* DOCUMENT SEGMENT *
= Advanced traffic management system =

Intelligent transportation system domain

The advanced traffic management system (ATMS) field is a primary subfield within the intelligent transportation system (ITS) domain, and is used in the United States. The ATMS view is a top-down management perspective that integrates technology primarily to improve the flow of vehicle traffic and improve safety. Real-time traffic data from cameras, speed sensors, etc. flows into a transportation management center (TMC) where it is integrated and processed (e.g. for incident detection), and may result in actions taken (e.g. traffic routing, DMS messages) with the goal of improving traffic flow. The National ITS Architecture defines the following primary goals and
metrics for ITS:
- Increase transportation system efficiency
- Enhance mobility
- Improve safety
- Reduce fuel consumption and environmental cost
- Increase economic productivity
- Create an environment for an ITS market

==History==
In 1956, the National Interstate and Defense Highways Act initiated a 35-year $114 billion program that designed and constructed the interstate highway system. This hugely successful program was mostly complete by 1991, and the era of build-out was over. In the mid to late 1980s transportation officials from federal and state governments, the private sector, and universities began a series of informal meetings discussing the future of transportation. This included meetings held by the California Department of Transportation (Caltrans) in October 1986 to discuss technology applied to future advanced highways. In June 1988 in Washington, DC, the group formalized its structure and chose the name "Mobility 2000". In 1990, Mobility 2000 morphed into ITS America, the main ITS advocacy and policy group in the US. The initial name of ITS America was IVHS America and was changed in 1994
to reflect a broader intermodal perspective. The 1991 Intermodal Surface Transportation Efficiency Act (ISTEA) was the first post-build-out transportation act. It initiated a new approach focused on efficiency, intelligence, and intermodalism. It had a primary goal of providing "the foundation for the nation to compete in the global economy". This new mixture of infrastructure and technology was identified as an intelligent transportation system (ITS) and was the centerpiece of the 1991 ISTEA act. ITS
is loosely defined as "the application of computers, communications, and sensor technology to surface transportation". Subsequent surface transportation bills have continued ITS funding and development. In 2005 the SAFETEA-LU (Safe, Accountable, Flexible, Efficient Transportation Equity Act: A Legacy for Users) surface transportation spending bill was signed
into law.

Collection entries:
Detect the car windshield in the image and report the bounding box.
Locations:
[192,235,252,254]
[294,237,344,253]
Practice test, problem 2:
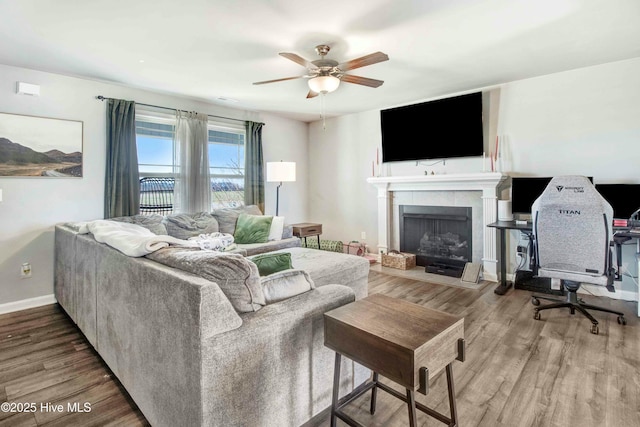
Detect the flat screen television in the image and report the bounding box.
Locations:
[511,176,593,215]
[380,92,484,162]
[596,184,640,219]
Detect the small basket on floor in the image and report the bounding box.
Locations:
[382,250,416,270]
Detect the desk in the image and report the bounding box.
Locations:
[487,221,532,295]
[487,221,640,300]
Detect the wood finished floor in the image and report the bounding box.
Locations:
[0,272,640,427]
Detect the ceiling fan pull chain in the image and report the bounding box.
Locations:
[320,92,327,130]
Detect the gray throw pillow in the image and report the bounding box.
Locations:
[164,212,219,240]
[260,269,316,304]
[109,214,168,235]
[211,205,262,234]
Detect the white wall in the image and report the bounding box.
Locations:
[0,65,308,306]
[309,58,640,298]
[262,113,309,224]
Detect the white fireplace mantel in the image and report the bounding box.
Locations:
[367,172,507,281]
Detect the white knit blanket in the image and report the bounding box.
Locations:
[78,219,198,257]
[189,233,236,252]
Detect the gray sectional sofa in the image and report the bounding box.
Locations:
[55,206,369,427]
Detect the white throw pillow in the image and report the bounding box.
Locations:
[267,216,284,240]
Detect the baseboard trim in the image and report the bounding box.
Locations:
[0,294,58,314]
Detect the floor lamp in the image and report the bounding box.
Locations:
[267,160,296,216]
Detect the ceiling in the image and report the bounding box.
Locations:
[0,0,640,121]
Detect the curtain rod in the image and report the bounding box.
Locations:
[96,95,266,126]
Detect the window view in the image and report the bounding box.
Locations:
[136,113,245,215]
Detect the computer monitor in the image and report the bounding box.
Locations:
[511,176,552,217]
[596,184,640,219]
[511,176,593,218]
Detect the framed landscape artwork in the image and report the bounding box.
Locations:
[0,113,83,178]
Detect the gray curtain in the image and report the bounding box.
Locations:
[104,99,140,218]
[244,122,264,212]
[173,111,211,213]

* TO BE DONE *
Continue the text on the advanced traffic management system, picking up right after its last sentence.

* THE ANSWER *
==Functional areas==
- Real-time traffic monitoring
- Dynamic message sign monitoring and control
- Incident monitoring
- Traffic camera monitoring and control
- Active traffic management (ATM)
- Chain control
- Ramp meter monitoring and control
- Arterial management
- Traffic signal monitoring and control
- Automated warning systems
- Road Weather Information System (RWIS) monitoring
- Highway advisory radio
- Urban traffic management and control

==Systems==
- IRIS open-source ATMS Project
- Georgia Navigator
- Kimley-Horn Integrated Transportation System (KITS)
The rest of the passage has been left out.